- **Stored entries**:
***
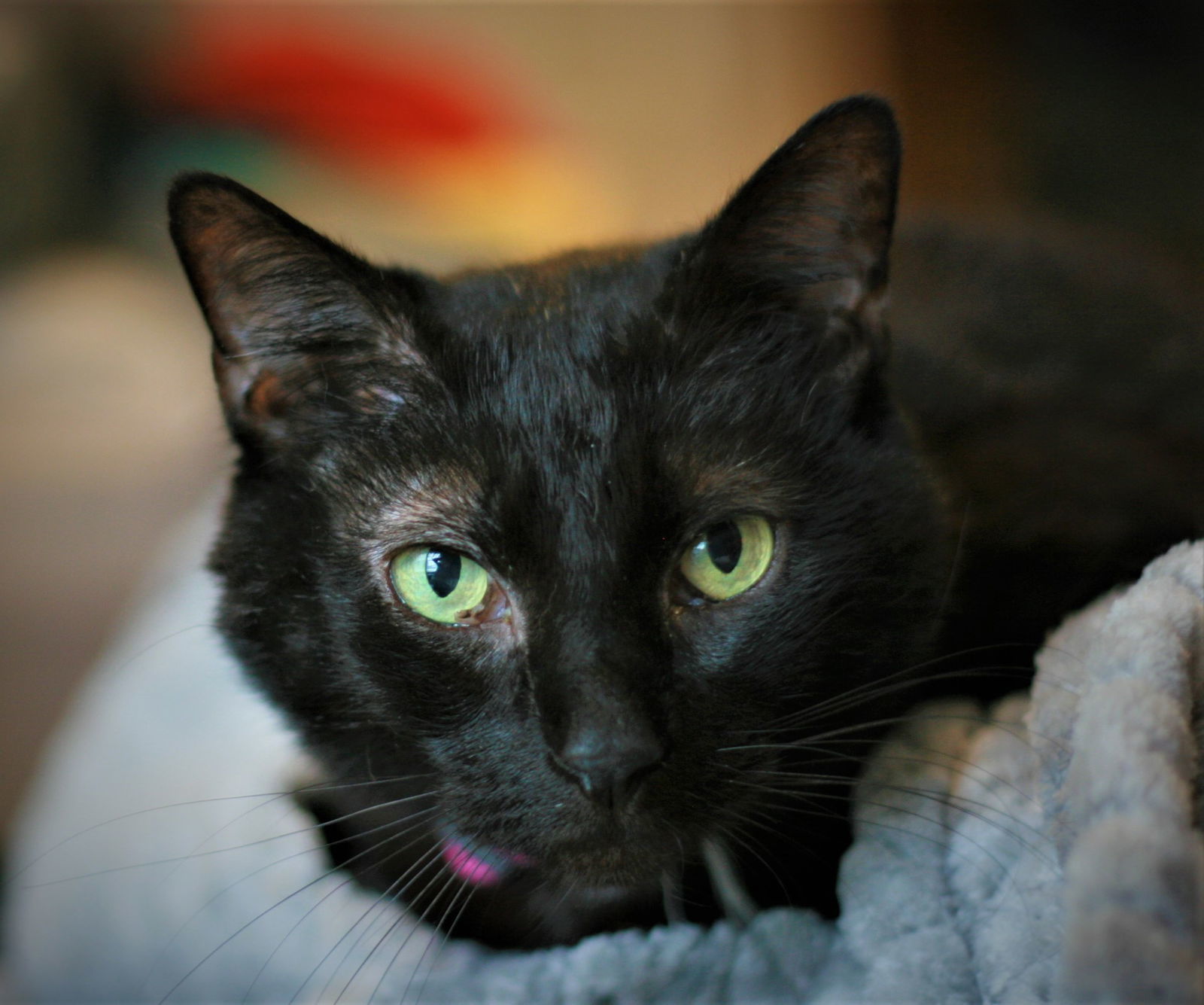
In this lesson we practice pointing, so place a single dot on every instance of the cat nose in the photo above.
(610, 766)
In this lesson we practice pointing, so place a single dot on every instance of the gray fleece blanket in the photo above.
(1049, 850)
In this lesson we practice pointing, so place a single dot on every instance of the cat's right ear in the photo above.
(289, 310)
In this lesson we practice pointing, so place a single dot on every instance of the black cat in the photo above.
(589, 582)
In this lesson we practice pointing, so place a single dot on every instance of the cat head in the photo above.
(561, 538)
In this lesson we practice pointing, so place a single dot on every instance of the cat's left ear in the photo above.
(807, 236)
(290, 311)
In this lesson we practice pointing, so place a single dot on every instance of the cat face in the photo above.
(583, 545)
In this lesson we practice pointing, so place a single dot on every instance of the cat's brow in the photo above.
(431, 503)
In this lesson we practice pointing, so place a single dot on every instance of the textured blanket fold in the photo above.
(1047, 851)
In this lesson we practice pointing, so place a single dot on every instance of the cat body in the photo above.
(708, 556)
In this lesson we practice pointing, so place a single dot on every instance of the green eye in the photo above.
(730, 557)
(439, 583)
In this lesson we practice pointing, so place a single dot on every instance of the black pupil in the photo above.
(442, 571)
(724, 546)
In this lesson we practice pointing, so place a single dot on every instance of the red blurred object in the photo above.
(324, 87)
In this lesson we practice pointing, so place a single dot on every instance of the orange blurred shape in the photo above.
(334, 90)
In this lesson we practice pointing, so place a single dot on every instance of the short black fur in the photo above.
(575, 425)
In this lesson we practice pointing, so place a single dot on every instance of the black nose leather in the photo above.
(610, 764)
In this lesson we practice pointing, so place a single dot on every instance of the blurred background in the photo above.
(443, 132)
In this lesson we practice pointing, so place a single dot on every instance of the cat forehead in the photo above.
(590, 294)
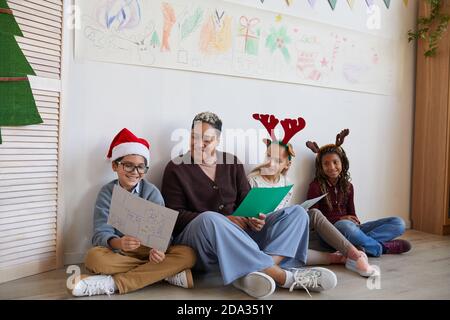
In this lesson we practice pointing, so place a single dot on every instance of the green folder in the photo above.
(261, 200)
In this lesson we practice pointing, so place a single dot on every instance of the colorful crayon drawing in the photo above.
(222, 37)
(216, 38)
(119, 14)
(169, 21)
(278, 40)
(191, 23)
(250, 35)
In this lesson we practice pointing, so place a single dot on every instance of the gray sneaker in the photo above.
(313, 279)
(256, 284)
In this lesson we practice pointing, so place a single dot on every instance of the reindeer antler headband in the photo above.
(290, 126)
(339, 141)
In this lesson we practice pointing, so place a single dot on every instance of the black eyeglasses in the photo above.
(129, 167)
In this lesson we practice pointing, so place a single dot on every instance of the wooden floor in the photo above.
(423, 273)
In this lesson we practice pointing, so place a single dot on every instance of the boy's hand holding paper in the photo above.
(152, 224)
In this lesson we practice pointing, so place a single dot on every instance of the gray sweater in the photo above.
(102, 230)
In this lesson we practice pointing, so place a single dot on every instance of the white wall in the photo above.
(102, 98)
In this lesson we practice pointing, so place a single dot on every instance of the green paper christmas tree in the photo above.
(17, 105)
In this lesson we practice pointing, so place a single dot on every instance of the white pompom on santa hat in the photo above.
(126, 143)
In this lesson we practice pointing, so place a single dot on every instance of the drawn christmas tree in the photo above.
(17, 105)
(155, 42)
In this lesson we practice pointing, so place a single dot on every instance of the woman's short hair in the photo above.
(209, 118)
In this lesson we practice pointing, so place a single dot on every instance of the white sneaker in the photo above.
(256, 284)
(182, 279)
(94, 285)
(312, 279)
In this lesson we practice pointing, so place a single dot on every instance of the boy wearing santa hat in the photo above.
(121, 263)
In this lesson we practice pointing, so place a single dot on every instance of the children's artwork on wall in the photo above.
(17, 105)
(224, 38)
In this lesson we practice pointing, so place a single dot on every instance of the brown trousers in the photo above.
(325, 229)
(133, 270)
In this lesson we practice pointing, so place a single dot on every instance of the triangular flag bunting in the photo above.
(332, 3)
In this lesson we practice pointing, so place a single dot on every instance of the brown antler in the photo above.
(268, 121)
(291, 127)
(341, 136)
(313, 146)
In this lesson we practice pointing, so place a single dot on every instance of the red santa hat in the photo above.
(126, 143)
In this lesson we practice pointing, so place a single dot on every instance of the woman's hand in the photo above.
(351, 218)
(156, 256)
(240, 221)
(256, 224)
(128, 243)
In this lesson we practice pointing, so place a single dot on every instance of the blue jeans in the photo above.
(371, 235)
(219, 243)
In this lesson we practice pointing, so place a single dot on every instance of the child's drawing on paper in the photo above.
(216, 34)
(250, 32)
(189, 23)
(119, 14)
(169, 21)
(278, 41)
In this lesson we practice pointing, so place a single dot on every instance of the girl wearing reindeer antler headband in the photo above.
***
- **WHAT NEEDS TO BE DONE**: For your answer, write out the data exactly and drop every picture.

- **RESPONSE FOR THIS EXERCISE**:
In this lesson we practice pointing, so place a single dot on every instance of the cat nose in the photo above.
(610, 766)
In this lesson we practice pointing, so place a single dot on every instance of the gray fleece blanket in the photo above.
(1049, 850)
In this lesson we practice pointing, so place a single dot on every instance of the cat's right ear in the photo above.
(289, 310)
In this lesson we practice pointing, so place a single dot on every instance of the black cat in the photo above.
(589, 582)
In this lesson we practice pointing, so place a single dot on every instance of the cat head in the photo above.
(561, 538)
In this lesson we practice pointing, so place a single dot on every instance of the cat's left ear in the photo above.
(807, 236)
(290, 311)
In this lesson we practice pointing, so place a single dot on every instance of the cat face in the photo above.
(583, 545)
In this lesson we practice pointing, so place a single dot on every instance of the cat's brow in the photo above.
(431, 503)
In this lesson we practice pointing, so place a single dot on every instance of the textured blanket fold in the photo above.
(1047, 851)
In this lesson we practice pointing, so place a single dot on every instance of the cat body in the photo above.
(708, 556)
In this lesson we practice pointing, so place a single dot on every instance of the green eye in the photo above.
(730, 557)
(439, 583)
In this lesson we practice pointing, so place a single dot on every instance of the black pupil in the photo above.
(442, 571)
(724, 546)
In this lesson we practice pointing, so place a single dot on every instance of the red blurred object in the photo above.
(324, 87)
In this lesson we practice pointing, so place a single dot on every instance of the orange blurred shape in the photo above.
(334, 90)
In this lesson we practice pointing, so place a single dot on every instance of the short black fur in the photo above.
(575, 425)
In this lesson we practice pointing, so place a single dot on every instance of the black nose leather in the photo above.
(610, 764)
In this lesson we practice pointing, so place a single dot on every instance of the blurred background in the photo above.
(443, 132)
In this lesson we practice pointing, so place a single dot on every instance of the cat forehead in the photo above.
(590, 294)
In this lesson we practice pointing, so place a single dot on every instance of the green folder in the photo above.
(261, 200)
In this lesson we practice pointing, so place a single dot on every instance of the colorful crayon drawing in the photo above.
(222, 37)
(216, 38)
(119, 14)
(169, 21)
(278, 40)
(191, 23)
(250, 35)
In this lesson we practice pointing, so place a single dot on every instance of the gray sneaker in the photo above.
(313, 279)
(256, 284)
In this lesson we practice pointing, so place a single dot on every instance of the reindeer antler headband in the photo above.
(290, 126)
(339, 141)
In this lesson we practice pointing, so place a single dot on every instance of the black eyeglasses in the photo above.
(129, 167)
In this lesson we practice pointing, so place a single dot on every instance of the wooden floor in the photo above.
(423, 273)
In this lesson we practice pointing, so place a single dot on every instance of the boy's hand holding paper in the photo above.
(152, 224)
In this lesson we practice pointing, so place a single dot on every instance of the gray sweater in the photo above.
(102, 230)
In this lesson we practice pointing, so place a single dot on every instance of the white wall in the photo above.
(102, 98)
In this lesson we practice pointing, so place a single dot on every instance of the green paper christmas tree in the photo above.
(17, 105)
In this lesson we practice pointing, so place a single dot on every instance of the white pompom on santa hat in the photo above.
(126, 143)
In this lesson we practice pointing, so place a single dot on every instance of the drawn christmas tree in the photo above.
(17, 105)
(155, 42)
In this lesson we practice pointing, so place a single dot on every instance of the woman's short hair in the photo above.
(209, 118)
In this lesson we practice pointing, so place a single dot on every instance of the white sneaker in the photo above.
(256, 284)
(182, 279)
(94, 285)
(312, 279)
In this lesson we practice pointing, so place a single dot on every instance of the boy wearing santa hat in the photo above.
(121, 263)
In this lesson we practice pointing, so place a single dot on every instance of the children's artwork on wall in the photo above.
(17, 105)
(224, 38)
In this lesson we practice pointing, so place a single dot on every instance of the brown trousers in the photo above.
(325, 229)
(133, 270)
In this lesson we practice pointing, so place a single dot on every instance of the triangular flag bunting in the photo above.
(332, 3)
In this lesson we practice pointing, so place a single dot on every instance of the brown antler in the photo above.
(268, 121)
(291, 127)
(341, 136)
(313, 146)
In this lesson we practice pointing, so place a single dot on every instance of the red santa hat in the photo above.
(126, 143)
In this lesson we practice pointing, so place a single dot on every instance of the woman's hand in the photo above.
(351, 218)
(156, 256)
(240, 221)
(256, 224)
(128, 243)
In this lesson we practice pointing, so place a single dot on every instance of the blue jeans in the photo above.
(371, 235)
(219, 243)
In this lesson we practice pointing, so place a single dot on every instance of the child's drawing on paper in the photo above.
(216, 34)
(250, 32)
(189, 23)
(119, 14)
(169, 21)
(278, 41)
In this lesson we practice pointing, so place a single dot on every instance of the girl wearing reindeer antler headband in the photo above.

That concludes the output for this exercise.